OEE tends to limit who gets access based on several factors, but race, class and gender are the primary reasons. “It’s male-dominated, it’s white-dominated and it’s middle- and upper-class-dominated. If you’re from a group that’s not part of those dominant areas, then you don’t get to go,” Morrison said.
But granting access to these spaces is only part of the equation.
“Getting people to have an experience outside is one thing,” Morrison added. “But once they’re there, how do you know you’re effective at bringing people in who don’t normally have those experiences?”
The way to achieve this is through creating in-depth training for those in leadership positions to ensure they are creating as open and welcoming of an environment as possible. But more than that, there has to be due diligence in assessing and evaluating the performance of the training afterward.
“Most people don’t know what to do past that point, besides these ideas of doing these trainings. But the trainings that are happening, they’re not being evaluated,” Hyle said. “Making sure that we implement forms of assessment or evaluation to reflect on these trainings and build upon them is important.”
*-*-*
## CHECK YOUR UNDERSTANDING
[1] Answer these questions using the excerpt on OEE access:
(a) According to Morrison, what three kinds of dominance describe OEE?
(b) Who should receive in-depth training?
(c) What does Hyle say is not happening with the trainings?
[2] Rewrite the stretch of the excerpt on OEE access from "OEE tends to" through "the training afterward.", swapping "access" for "entry".

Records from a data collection
*-*-*
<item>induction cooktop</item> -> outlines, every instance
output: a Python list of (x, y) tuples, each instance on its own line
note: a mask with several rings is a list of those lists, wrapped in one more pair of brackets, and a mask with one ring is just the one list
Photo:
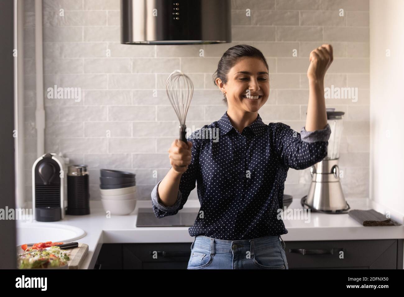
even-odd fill
[(199, 208), (187, 207), (179, 211), (175, 215), (159, 219), (151, 207), (141, 207), (137, 214), (136, 227), (191, 227), (199, 211)]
*-*-*
## OUTPUTS FOR THE TASKS
[1]
(a) It is male-dominated, white-dominated, and middle- and upper-class-dominated.
(b) Those in leadership positions.
(c) The trainings are not being evaluated.

[2]
OEE tends to limit who gets entry based on several factors, but race, class and gender are the primary reasons. “It’s male-dominated, it’s white-dominated and it’s middle- and upper-class-dominated. If you’re from a group that’s not part of those dominant areas, then you don’t get to go,” Morrison said.
But granting entry to these spaces is only part of the equation.
“Getting people to have an experience outside is one thing,” Morrison added. “But once they’re there, how do you know you’re effective at bringing people in who don’t normally have those experiences?”
The way to achieve this is through creating in-depth training for those in leadership positions to ensure they are creating as open and welcoming of an environment as possible. But more than that, there has to be due diligence in assessing and evaluating the performance of the training afterward.